Point annotations for photos:
▼▼▼

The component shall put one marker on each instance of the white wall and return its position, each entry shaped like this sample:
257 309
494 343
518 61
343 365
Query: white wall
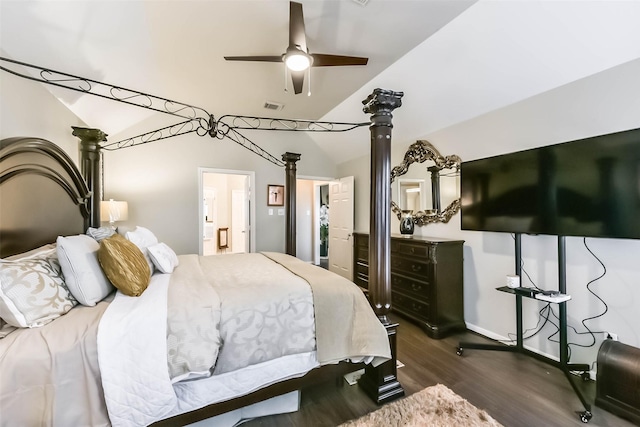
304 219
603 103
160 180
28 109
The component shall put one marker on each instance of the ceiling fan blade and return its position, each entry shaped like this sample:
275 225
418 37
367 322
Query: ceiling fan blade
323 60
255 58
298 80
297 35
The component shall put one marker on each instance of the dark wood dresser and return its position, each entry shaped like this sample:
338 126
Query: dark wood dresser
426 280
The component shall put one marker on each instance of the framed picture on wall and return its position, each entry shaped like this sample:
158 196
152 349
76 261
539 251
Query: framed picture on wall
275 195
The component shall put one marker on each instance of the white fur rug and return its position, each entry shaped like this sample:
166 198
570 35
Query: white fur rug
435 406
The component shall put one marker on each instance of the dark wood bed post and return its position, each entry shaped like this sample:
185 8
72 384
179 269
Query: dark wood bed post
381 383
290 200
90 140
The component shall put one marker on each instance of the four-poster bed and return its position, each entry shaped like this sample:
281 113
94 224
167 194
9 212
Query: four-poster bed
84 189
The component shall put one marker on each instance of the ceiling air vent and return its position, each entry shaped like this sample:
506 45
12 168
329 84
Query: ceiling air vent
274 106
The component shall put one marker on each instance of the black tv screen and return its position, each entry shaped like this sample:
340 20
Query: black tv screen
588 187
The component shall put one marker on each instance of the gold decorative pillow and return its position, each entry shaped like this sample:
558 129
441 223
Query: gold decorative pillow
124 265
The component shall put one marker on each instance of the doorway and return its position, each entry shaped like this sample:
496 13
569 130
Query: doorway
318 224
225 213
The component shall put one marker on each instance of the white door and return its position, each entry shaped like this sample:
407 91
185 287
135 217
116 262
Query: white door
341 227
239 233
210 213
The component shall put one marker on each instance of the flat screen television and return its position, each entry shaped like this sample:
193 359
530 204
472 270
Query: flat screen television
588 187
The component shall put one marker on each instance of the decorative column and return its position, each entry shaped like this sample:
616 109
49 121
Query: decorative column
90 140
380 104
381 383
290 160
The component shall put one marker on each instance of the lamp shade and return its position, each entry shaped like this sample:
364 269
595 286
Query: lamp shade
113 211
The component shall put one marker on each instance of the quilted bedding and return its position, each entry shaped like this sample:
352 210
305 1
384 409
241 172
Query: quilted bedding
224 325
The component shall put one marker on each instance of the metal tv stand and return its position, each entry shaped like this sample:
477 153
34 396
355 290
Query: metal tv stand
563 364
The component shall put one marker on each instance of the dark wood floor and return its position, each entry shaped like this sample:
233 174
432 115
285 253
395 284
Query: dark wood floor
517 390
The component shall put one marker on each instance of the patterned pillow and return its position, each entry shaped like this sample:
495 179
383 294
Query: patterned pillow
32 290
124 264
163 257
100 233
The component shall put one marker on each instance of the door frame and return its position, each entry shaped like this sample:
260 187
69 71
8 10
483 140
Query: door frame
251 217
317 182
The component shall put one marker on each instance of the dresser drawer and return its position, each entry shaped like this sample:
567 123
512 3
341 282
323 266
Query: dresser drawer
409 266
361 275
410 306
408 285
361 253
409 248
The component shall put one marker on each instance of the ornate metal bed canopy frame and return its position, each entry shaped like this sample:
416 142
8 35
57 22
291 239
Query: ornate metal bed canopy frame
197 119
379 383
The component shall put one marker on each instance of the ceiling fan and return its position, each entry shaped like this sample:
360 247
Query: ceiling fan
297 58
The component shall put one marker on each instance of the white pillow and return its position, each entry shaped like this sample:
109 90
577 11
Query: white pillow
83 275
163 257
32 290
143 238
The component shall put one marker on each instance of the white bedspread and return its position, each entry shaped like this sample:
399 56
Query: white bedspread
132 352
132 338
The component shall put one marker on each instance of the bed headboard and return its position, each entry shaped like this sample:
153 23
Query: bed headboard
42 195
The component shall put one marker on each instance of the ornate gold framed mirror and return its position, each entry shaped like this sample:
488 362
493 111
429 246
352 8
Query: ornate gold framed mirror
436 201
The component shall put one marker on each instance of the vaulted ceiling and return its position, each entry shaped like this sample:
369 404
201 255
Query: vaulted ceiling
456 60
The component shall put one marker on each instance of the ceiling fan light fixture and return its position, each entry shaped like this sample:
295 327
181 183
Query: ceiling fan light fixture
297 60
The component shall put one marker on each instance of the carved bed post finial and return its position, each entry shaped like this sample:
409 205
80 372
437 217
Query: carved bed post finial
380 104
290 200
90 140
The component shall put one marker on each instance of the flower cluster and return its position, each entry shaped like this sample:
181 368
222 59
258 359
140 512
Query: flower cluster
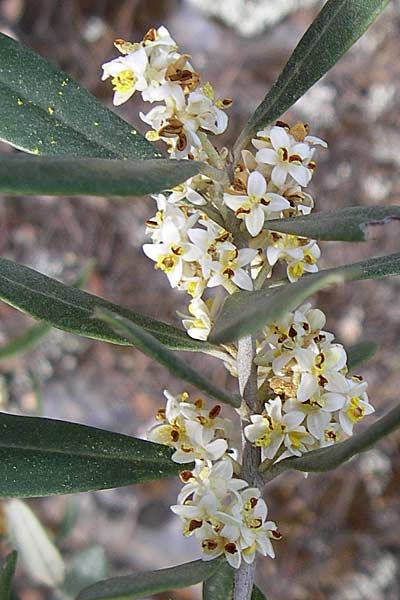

▲▲▲

WHAT THE TASK ASKS: Exclude every picture and copy the remaining data exactly.

RESPONSE FOR THIS EXERCISE:
The component shall put one marker on each instance of the white wall and return its position, each entry shaped like this sample:
257 309
494 343
518 61
343 365
Query: white wall
304 219
603 103
160 180
28 109
The component shall put one marker on each instance of the ceiling fan blade and return its position, each entry shaped like this sample:
275 225
418 37
367 322
Query: ceiling fan blade
323 60
255 58
298 80
297 35
The component shall put one marker on each instance of the dark wood dresser and return its position, each entry shaped like this sample:
338 126
Query: dark wood dresser
426 280
The component shall put one marker on each instance of the framed picture on wall and return its position, each entry shaped like this sample:
158 196
152 349
76 261
539 251
Query: framed picture on wall
275 195
The component shall put one marker on each instance of the white fur rug and return its position, each entry shaped like this sample:
166 198
570 35
Query: white fur rug
435 406
The component shall put one marker on each instance of the dark wood bed post and return its position, each entry shaped like this sample:
185 8
72 384
179 269
Query: dark wood bed post
381 383
290 200
90 140
The component shall put one marker on each instance of the four-poster bed and return its position, each entry shaped like this sample:
281 113
94 224
167 194
9 212
Query: four-poster bed
84 189
The component shall put one marker on each instance of the ceiling air vent and return its position, each entry shaped like this sample:
506 45
12 168
329 84
Query: ceiling air vent
274 106
The component shall put one marker on each instance of the black tv screen and return its position, each entry shaped like this sample:
340 20
Query: black tv screen
588 187
The component shall put one marker on each instance of the gold decorative pillow and return its position, each entry shaped like this sample:
558 129
441 223
Query: gold decorative pillow
124 265
The component shall put one marker on each instance of the doorway and return its position, each entry shaped like this sample:
496 13
569 130
Query: doorway
318 224
225 213
The component shall put one marker on each instance of the white door and return its position, each entry shaped like this sample:
407 91
185 287
135 217
116 262
Query: white door
341 227
239 233
210 213
The component shall put one marker on each instance of the flat screen television and return its position, each entry shaped like this sample:
193 359
530 204
472 270
Query: flat screen television
588 187
The component shall put one marker on each instance of the decorative column and return its position, each entry shaped like this sample:
616 109
49 121
Query: decorative column
90 140
380 104
381 383
290 160
The component shall put one marker on each instance of the lamp shade and return its position, each entry shaped like this sample:
364 269
595 286
Query: lamp shade
113 211
The component shall put one marker on each instance of the quilted bedding and return its position, each entry shaped like this sample:
352 210
305 1
384 409
241 172
Query: quilted bedding
224 325
The component shall put one marker on each instance of the metal tv stand and return its position, each entry shaped like this sample:
477 153
34 396
355 290
Query: metal tv stand
563 364
The component shall put one marker on each instance of the dark wood floor and return its position, each entry shaped like this sample:
233 174
432 115
285 253
395 284
Query: dark wood floor
517 390
The component shall put one marker on each instance of the patterned pillow and return its position, each entry shaped like this sample:
495 179
383 294
Query: patterned pillow
32 290
124 264
163 257
100 233
The component shall put one marker on each instance of the door frame and return its position, each entry shaped like this sample:
260 187
69 71
8 10
483 140
Query: door frame
251 217
317 182
The component shall put one marker on each instance of the dresser drawer and return its position, each entry shaped like this sample:
567 123
512 3
341 282
323 266
Query: dresser drawer
409 266
361 275
410 306
408 285
361 253
409 248
The component shall put one marker on each instance of the ornate metal bed canopy frame and return its position, each entry shaped like this sample:
416 142
8 35
57 22
291 239
Query: ornate metal bed canopy frame
197 119
379 383
The component shall put one marker on each instance of the ceiling fan and return its position, each entry shaped like this sample:
360 247
Query: ceiling fan
297 58
The component shall put one marker on each instance of the white pillow and return its position, each entry shaped like this sample:
109 90
577 11
Query: white pillow
83 275
163 257
32 290
143 238
The component shall put one marker on each instance of the white bedspread and return its position, each entry shaped like this sample:
399 56
Query: white bedspread
132 352
132 338
The component shall put one marker on each instance of the bed headboard and return its position, each entry shaped like this sample:
153 23
Query: bed headboard
42 195
The component shall put one marker on each instance of the ornate gold framed mirror and return its position, each entry shaped like this sample:
488 362
493 111
429 246
352 8
Query: ornate gold framed mirror
436 201
The component shall put one marker on each instance of the vaulted ceiling and return its position, each entry shaped like this sample:
369 404
201 255
Query: vaulted ceiling
456 60
The component shall put one marker on each instance of the ceiling fan light fixture and return its position, each entry shaped like this sample:
295 327
181 183
Query: ceiling fan light fixture
297 60
The component shall put one marker on each instance of the carved bed post finial and return its position, each entry shaped like this sample:
409 205
80 372
437 217
Query: carved bed post finial
380 104
290 200
90 140
The component shall put one marker on each instance of the flower cluster and return its position, each entry shaped like this sample:
181 368
222 59
258 359
140 512
Query: flower cluster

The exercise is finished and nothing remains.